● **FRAGMENTO DEL TEXTO**
____________

Mariano Téllez-Girón y Beaufort Spontin, XII duque de Osuna, nacido en Madrid, tiene en su haber, con completa seguridad, un récord que no está al alcance de cualquiera: pulir en 37 años una fortuna gigantesca y dejar tras de sí una deuda que multiplicaba varias veces la herencia que recibió en la juventud. Hay que tener arte incluso a la hora de derrochar. Y Mariano Téllez-Girón (1814-1882) lo tenía. Tanto que su vida es pura leyenda.

En realidad, él no estaba llamado a heredar una gran fortuna ni una acumulación obscena de títulos nobiliarios. Pero la muerte con poco tiempo de diferencia de su padre y su hermano mayor hizo que a los 30 años se encontrara con catorce grandezas de España, cuatro principados, medio centenar largo de títulos de nobleza y una renta anual fabulosa.

La lista de sus títulos es tan larga que resulta aburrida, pero conviene destacar algunos. Los ducados: Osuna, Infantado, Gandía, Béjar, Benavente, Pastrana, Plasencia, Lerma… Los marquesados: Éboli, Santillana, Peñafiel, Zahara, Monteagudo, Nules, Almenara y unos cuantos más. Condados: Oliva, Bailén, Casares, Mayorga, Reino de Valencia. Luego viene la calderilla nobiliaria: almirante de Castilla, notario mayor, justicier del Reino de Nápoles, Señor de Villasandino, Ponce de León, Cisneros, etc.

____________

● **ENUNCIADO**
Responde según el fragmento sobre el duque de Osuna:
1. ¿En cuántos años pulió su fortuna?
2. ¿A qué edad se encontró con catorce grandezas de España?
3. ¿Qué condados se citan en la lista de sus títulos?

____________

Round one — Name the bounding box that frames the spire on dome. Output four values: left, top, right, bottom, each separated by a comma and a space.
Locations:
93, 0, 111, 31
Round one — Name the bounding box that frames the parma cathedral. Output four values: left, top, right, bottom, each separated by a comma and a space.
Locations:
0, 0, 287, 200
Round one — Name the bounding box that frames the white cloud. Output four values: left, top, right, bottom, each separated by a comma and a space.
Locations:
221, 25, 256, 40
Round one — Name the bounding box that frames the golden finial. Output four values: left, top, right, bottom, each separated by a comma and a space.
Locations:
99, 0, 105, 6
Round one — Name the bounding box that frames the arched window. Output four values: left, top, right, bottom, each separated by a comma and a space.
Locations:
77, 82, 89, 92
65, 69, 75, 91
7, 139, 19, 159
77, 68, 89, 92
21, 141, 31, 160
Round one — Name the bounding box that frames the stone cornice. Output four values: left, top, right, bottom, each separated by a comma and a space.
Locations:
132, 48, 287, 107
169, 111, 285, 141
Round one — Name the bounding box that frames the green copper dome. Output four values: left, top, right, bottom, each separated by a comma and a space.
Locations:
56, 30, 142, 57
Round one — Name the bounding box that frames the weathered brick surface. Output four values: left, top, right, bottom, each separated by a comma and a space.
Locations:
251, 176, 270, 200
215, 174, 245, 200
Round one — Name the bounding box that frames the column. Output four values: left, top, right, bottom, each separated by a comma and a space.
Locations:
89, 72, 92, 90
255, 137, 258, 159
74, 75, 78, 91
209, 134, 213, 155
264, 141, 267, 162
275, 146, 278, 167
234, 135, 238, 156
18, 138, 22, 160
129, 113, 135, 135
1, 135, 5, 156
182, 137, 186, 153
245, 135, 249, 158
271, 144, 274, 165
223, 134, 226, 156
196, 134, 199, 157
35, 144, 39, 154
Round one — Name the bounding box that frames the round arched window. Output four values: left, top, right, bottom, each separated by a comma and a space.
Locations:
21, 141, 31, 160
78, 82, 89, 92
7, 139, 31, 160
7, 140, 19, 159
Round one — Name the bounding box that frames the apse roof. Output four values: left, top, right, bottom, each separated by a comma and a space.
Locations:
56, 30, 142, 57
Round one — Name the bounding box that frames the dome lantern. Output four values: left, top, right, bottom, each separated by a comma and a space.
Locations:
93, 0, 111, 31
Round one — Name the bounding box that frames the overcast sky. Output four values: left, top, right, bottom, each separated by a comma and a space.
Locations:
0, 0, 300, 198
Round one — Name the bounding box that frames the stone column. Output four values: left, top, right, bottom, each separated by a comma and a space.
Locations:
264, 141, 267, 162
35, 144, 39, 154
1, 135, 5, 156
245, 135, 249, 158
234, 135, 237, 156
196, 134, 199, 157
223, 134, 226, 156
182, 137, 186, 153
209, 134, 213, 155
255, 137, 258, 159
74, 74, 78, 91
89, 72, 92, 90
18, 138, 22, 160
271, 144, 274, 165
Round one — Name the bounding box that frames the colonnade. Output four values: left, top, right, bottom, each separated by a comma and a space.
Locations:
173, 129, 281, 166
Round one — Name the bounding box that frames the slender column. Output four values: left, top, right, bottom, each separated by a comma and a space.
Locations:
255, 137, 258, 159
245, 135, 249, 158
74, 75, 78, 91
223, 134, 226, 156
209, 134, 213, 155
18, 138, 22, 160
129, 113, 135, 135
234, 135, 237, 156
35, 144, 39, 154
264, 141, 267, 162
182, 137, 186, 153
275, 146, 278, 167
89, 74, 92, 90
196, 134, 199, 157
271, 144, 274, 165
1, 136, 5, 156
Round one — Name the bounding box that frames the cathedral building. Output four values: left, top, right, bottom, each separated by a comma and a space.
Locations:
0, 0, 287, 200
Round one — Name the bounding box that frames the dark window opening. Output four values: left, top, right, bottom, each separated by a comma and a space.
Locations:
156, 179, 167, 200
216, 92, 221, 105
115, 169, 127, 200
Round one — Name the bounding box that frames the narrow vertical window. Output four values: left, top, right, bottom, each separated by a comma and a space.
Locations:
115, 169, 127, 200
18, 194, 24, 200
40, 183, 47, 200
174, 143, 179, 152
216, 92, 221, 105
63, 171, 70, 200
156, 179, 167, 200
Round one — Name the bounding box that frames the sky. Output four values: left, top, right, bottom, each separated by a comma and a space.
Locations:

____________

● **RESPUESTA ESPERADA**
1. En 37 años.
2. A los 30 años.
3. Oliva, Bailén, Casares, Mayorga y Reino de Valencia.